О своей деятельности Лессепс выражается с тою прелестною скромностью, которая по большей части не отличает великих людей. Выдвигая товарищей и помощников, он о самом себе говорить лишь вскользь, как-то между прочим.

Проект был выработан, концессия добыта, однако не мало помех и препятствий предстояло еще одолеть для исполнения обширной задачи. Тяжелых хлопот стоило достать, хотя и в разные сроки, 17.000.000 фунтов стерлинг [152]Из них 8.418.000 уплачены Египетским правительством; ему никогда не возместилась эта затрата., потребных на производство работ в общей их сложности; одно время вследствие недостатка средств труд был приостановлен и исполинскому плану грозило надолго остаться мечтой. В течение многих лет приходилось бороться с просвещенным Английским правительством, которое из эгоистических расчетов всячески мешало осуществлению замысла, имевшего целью общечеловеческую пользу. Знаменитый мой чичероне с чувством глубокой благодарности упоминал об энергической поддержке, оказанной ему нашим константинопольским послом [153]Н. П. Игнатьев.. Но главные затруднения встретились в деле самого прорытия. Тяжка была борьба с природой. Пустыня стойко охраняла свои владения — палила рабочих зноем, изнуряла их голодом, мучила жаждой… Сначала одно снабжение людей пресною водой обходилось ежегодно в 3.000.000 франков; подвозом её было занято 1.600 верблюдов; другого средства сообщения не было. В последствии вода была проведена из Нила к Тимсе и отсюда к Суэцу.

— А мне все-таки жаль, что вы не съездили сегодня в Порт-Саид, говорил Лессепс, вздыхая за меня.

— Я напротив был в восторге. Положим я видел бы если не весь канал, то большую его часть, но тогда наша прогулка не состоялась бы, и сам Лессепс не служил бы мне путеводителем.

В беглом очерке он дал мне такое ясное понятие о дороге, проходимой каналом, что совесть туриста совершенно во мне успокоилась, и последняя тень угрызений исчезла; без сомнения, на пароходе я не услыхал бы всех этих драгоценных комментариев.

В северной части перешейка к Средиземному морю примыкает мелкое озеро Мензалэ, отделенное от моря низменною косой, местами не шире двухсот аршин. На этой-то росе, покрываемой в бурю волнами и пеной, было начато современное чудо света: вырыта гавань, далеко по мелководному взморью продолжен фарватер и поставлены с двух сторон каменные молы. Устройство Порт-Саида стоило больших жертв и усилий.

__ЗАДАЧА 1__: Выпишите без изменений строки записей: от строки, содержащей «find the rocky ground in the photo above», до самого конца записей, включая обе границы. Картинки в ответ не включайте.
Записи никак не связаны с исходным текстом.

__ЗАПИСИ НАБОРА ДАННЫХ__:
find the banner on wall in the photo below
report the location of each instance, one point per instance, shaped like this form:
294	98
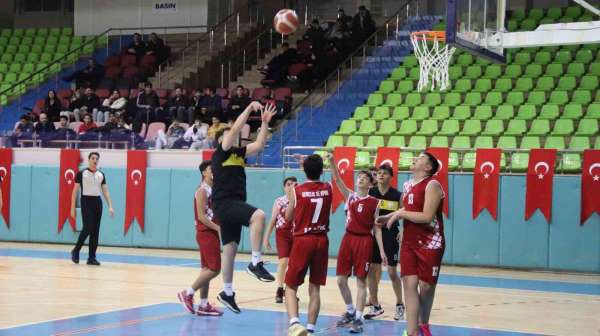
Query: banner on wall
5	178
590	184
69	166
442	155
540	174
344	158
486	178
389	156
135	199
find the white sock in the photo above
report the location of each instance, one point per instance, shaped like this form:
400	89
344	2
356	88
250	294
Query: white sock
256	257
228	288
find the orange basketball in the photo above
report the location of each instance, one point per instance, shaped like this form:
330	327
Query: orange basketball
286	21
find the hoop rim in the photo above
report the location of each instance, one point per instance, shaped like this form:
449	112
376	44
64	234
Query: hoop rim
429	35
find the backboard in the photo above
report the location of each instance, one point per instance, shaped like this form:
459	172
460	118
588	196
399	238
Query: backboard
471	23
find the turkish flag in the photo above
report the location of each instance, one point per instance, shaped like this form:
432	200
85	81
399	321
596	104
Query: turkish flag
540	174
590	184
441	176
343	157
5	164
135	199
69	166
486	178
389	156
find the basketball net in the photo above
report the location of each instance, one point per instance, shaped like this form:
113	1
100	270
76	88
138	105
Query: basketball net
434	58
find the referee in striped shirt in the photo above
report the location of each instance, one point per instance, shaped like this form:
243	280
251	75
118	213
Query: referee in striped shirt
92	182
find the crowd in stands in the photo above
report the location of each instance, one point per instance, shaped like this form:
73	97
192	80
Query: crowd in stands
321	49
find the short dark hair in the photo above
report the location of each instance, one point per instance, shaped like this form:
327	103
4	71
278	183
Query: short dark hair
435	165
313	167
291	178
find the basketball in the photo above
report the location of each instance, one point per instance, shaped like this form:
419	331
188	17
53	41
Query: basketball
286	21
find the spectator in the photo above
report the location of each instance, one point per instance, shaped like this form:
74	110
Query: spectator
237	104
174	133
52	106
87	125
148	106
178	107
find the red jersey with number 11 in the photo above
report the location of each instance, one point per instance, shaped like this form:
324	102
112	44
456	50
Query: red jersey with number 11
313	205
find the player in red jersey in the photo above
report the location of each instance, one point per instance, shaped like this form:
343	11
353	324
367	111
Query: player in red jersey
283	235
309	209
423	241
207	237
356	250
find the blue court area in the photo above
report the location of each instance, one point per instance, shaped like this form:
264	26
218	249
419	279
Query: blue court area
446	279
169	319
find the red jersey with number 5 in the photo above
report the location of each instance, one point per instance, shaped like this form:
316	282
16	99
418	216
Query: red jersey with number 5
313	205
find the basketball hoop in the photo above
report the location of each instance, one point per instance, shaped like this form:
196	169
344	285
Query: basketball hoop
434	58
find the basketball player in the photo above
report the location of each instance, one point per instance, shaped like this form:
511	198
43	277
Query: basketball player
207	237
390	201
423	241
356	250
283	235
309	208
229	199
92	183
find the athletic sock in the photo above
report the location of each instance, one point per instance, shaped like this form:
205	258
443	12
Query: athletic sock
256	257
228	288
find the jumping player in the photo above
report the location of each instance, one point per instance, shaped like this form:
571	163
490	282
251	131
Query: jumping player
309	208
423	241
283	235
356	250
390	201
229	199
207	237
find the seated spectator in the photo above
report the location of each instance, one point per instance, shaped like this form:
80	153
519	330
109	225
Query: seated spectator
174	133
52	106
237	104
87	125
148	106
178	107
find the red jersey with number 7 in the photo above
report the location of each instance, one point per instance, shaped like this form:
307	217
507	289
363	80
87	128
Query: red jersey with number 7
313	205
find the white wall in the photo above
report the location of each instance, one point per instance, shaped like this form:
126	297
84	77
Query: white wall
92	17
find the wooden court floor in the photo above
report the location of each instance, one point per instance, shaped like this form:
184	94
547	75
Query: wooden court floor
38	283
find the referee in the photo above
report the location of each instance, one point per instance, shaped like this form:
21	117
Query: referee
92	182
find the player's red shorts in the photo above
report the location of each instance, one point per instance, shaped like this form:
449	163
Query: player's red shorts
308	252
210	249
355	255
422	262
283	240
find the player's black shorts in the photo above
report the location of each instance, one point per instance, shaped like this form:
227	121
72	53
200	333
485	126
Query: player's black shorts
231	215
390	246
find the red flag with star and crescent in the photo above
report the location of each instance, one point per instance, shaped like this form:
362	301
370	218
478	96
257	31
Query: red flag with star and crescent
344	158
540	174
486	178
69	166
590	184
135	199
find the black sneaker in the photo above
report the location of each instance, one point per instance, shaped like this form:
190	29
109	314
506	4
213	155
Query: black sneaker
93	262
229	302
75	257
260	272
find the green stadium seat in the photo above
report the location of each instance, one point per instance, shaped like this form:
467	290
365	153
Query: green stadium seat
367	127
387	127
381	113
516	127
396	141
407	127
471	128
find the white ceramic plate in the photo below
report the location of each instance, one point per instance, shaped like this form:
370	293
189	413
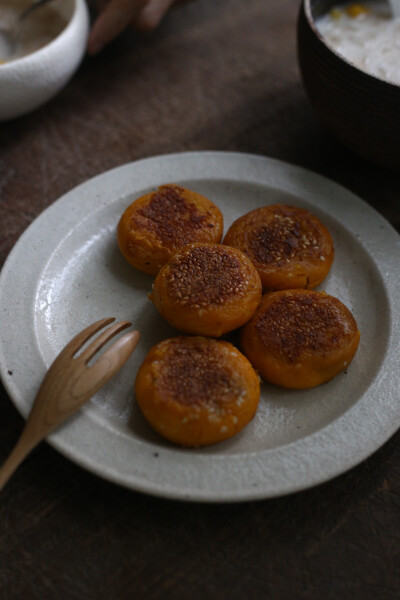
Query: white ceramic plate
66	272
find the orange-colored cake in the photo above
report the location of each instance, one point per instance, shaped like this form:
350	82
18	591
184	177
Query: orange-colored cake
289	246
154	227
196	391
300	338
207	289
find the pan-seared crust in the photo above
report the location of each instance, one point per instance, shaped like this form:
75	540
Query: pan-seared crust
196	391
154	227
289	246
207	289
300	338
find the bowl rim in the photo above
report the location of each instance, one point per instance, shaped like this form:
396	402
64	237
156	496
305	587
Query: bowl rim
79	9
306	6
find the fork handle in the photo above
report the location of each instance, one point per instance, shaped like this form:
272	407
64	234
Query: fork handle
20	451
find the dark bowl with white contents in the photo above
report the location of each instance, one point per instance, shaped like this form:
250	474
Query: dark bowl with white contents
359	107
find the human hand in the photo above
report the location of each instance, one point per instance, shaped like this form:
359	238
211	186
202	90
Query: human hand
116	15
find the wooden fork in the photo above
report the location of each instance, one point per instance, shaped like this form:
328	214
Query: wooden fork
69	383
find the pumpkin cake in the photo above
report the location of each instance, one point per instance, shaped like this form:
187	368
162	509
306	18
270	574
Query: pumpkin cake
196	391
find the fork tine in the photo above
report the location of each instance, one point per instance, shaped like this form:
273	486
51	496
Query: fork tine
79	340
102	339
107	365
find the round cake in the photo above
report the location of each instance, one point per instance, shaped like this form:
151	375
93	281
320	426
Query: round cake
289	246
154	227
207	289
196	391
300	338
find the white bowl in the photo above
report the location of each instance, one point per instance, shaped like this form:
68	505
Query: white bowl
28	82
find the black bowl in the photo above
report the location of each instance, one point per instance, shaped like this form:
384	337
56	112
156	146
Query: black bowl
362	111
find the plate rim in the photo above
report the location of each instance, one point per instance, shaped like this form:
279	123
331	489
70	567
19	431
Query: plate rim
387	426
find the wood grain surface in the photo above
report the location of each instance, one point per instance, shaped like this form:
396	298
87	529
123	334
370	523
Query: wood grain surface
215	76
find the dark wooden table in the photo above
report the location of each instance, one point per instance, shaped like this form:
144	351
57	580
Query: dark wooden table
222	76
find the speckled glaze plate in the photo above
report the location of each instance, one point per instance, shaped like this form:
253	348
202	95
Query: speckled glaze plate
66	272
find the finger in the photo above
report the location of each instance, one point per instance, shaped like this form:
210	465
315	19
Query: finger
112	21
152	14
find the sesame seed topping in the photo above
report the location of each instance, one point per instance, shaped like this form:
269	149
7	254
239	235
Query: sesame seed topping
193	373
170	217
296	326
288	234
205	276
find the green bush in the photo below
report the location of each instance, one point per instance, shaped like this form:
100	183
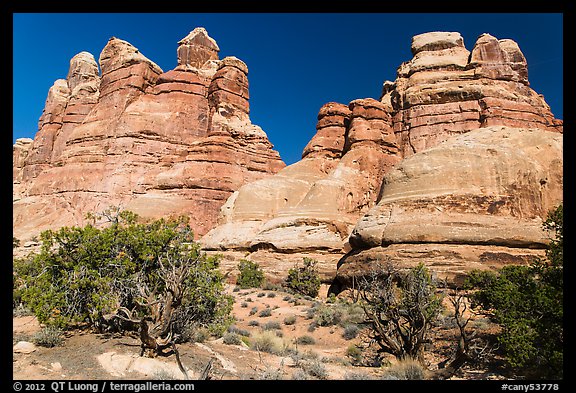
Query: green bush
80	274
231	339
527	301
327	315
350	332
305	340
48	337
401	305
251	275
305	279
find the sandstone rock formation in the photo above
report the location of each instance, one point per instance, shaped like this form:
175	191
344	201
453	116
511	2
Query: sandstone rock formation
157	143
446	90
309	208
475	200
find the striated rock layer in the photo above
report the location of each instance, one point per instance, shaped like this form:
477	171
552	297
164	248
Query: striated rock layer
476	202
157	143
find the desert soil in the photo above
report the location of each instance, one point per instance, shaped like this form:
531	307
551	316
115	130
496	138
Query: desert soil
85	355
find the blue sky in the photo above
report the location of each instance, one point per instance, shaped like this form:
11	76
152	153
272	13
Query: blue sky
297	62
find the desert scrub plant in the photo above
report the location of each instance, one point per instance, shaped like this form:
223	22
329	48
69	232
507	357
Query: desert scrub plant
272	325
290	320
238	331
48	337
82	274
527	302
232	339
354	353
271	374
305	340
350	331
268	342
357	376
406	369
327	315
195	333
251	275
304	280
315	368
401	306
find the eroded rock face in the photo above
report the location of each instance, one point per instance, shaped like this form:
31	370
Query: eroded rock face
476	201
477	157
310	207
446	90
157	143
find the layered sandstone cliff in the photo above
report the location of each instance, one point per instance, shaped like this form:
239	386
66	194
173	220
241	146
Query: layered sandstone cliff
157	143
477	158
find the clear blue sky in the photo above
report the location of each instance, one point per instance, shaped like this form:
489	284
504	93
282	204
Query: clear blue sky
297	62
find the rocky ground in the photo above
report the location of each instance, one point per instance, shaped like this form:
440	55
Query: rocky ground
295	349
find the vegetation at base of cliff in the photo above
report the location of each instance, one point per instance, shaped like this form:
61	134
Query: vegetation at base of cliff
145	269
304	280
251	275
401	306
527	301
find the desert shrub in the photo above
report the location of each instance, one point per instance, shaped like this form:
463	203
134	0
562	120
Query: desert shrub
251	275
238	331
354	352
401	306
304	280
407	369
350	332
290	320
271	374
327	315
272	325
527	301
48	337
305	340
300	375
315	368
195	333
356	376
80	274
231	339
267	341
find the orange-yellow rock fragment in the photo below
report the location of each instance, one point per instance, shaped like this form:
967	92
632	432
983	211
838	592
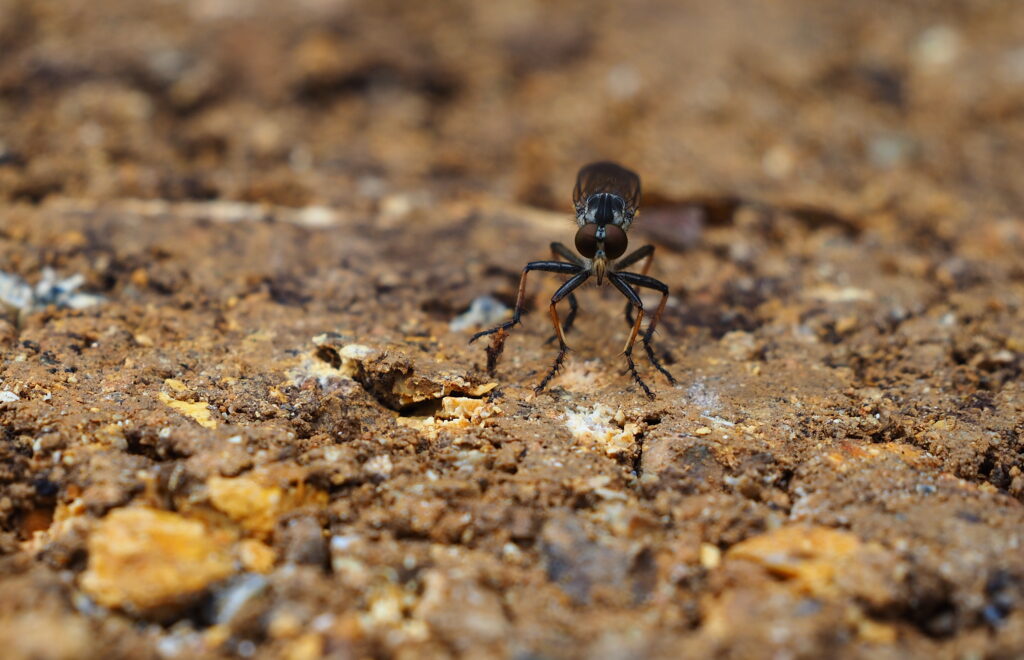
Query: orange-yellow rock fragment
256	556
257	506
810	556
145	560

__ЗАДАЧА 2__: Почему, согласно исходному тексту, рассказчик был в восторге от того, что не съездил в Порт-Саид?

__ПОЛНЫЙ ОТВЕТ 1__:
find the rocky ground in the photo above
report the location of each instance, one point per instance, shaped like this form:
440	55
Query: rocky ground
295	349
find the vegetation at base of cliff in the photo above
report the location of each instance, one point per instance, shaped like this form:
61	134
Query: vegetation at base of cliff
145	269
304	280
251	275
401	306
527	301
find the desert shrub in the photo above
report the location of each instance, one point per instance, shaped like this form:
463	203
134	0
562	120
Query: desert shrub
251	275
238	331
354	352
401	306
304	280
407	369
350	332
290	320
271	374
327	315
272	325
527	301
48	337
305	340
300	375
315	368
195	333
356	376
80	274
231	339
267	341
find the orange-yellow rock fragment in the photo below
report the location of each instance, one point per instance, shaped like this form:
967	92
632	432
983	211
838	592
Query: orange-yellow rock fragment
256	556
257	506
810	556
145	560

__ПОЛНЫЙ ОТВЕТ 2__: Поездка позволила бы ему увидеть если не весь канал, то большую его часть. Но тогда не состоялась бы прогулка, и сам Лессепс не служил бы ему путеводителем.